# START OF Selected text
Two developments in tests for discovery: use of weighted Monte Carlo events and an improved measure (Glen Cowan, Royal Holloway, University of London, Particle Physics)

  • Super fast, hardcore statistics talk.
  • I could not follow the contours of the swamp, but I did learn a new word.

Panel Session The Development and Use of Public Databases: It's Complicated! (Ioannidis, Scargle, Cartaro, Skinner)

Tuesday, June 5, 2012

Effects of extraneous noise in Cryptotomography (reconstructions from random, unoriented tomograms) (Duane Loh (grad student), PULSE Institute - SLAC National Laboratory, Photon Science)

  • Statistics in nano-particle (3D) imaging using x-rays.
  • Individual particle conformation?
  • Photon counts from diffraction patterns - 100's of photons per particle imaged.
  • Particles can't be held, continual x-ray bombardment destroys particle, don't know orientation of the particle (hence the crypto part).
  • Signal averaging, phase retrieval on random, noisy tomograms.
  • How to proceed:
    • Look for fixed points. Replicate in 8 orientations and compare to data stream. Waved hands on stats used to determine compatibility between data and model.
# END OF Selected text
Could you resume the statistics conference notes above, starting right after the last bullet on fixed points?
# START OF Supplied data
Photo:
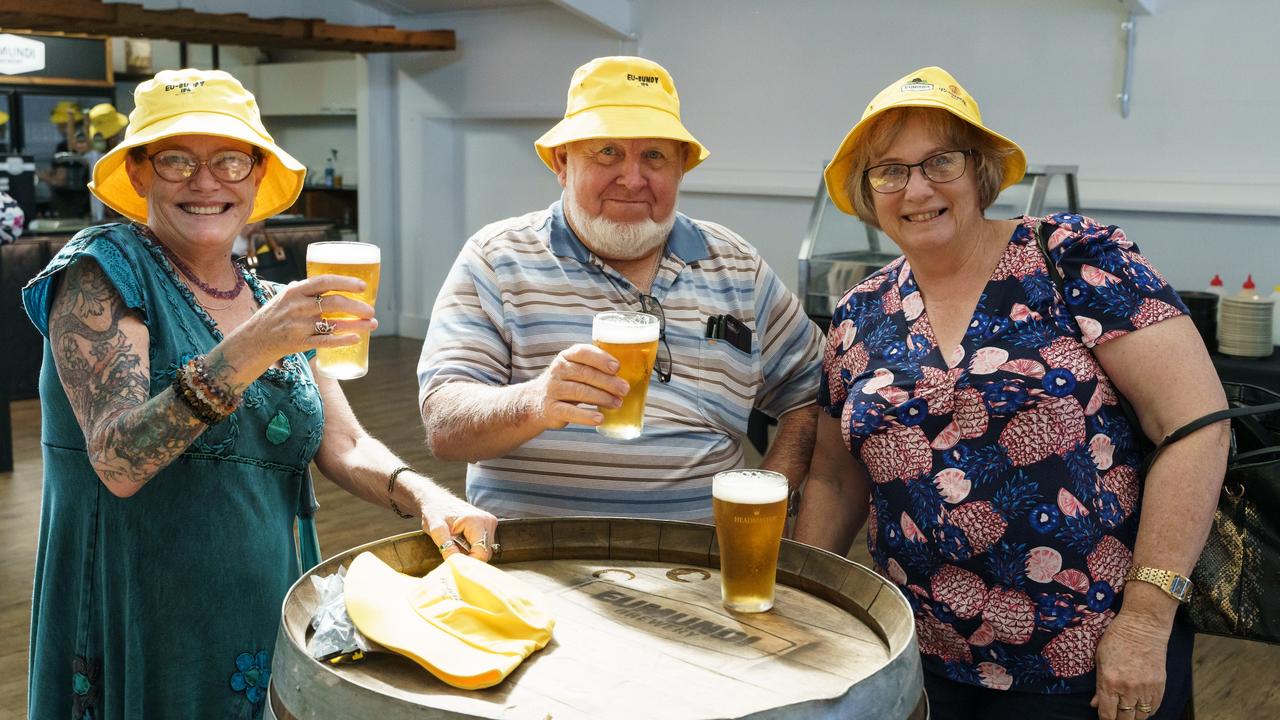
# END OF Supplied data
▸ **The reply**
    • Ab initio reconstruction - expectation maximization. Uh...
  • Talked about how he might deal with extraneous noise (i.e. signal averaging). Rushed b/c running out of time.
  • Combine orientations and look for statistically improbable representative values.
  • Novice speaker.

Filtering femtosecond x-ray scattering data using Singular Value Decomposition (Trigo, Mariano, SLAC , Photon Science)

  • Interested in imaging ultra-fast x-ray diffraction.
  • Self Amplified Spontaneous Emission - process of laser emitting electrons...synchrotron radiation...self amplifying...
  • Scattering experiment that uses SVD to manipulate the data in matrix format to reduce dimensionality and obtain higher signal to noise.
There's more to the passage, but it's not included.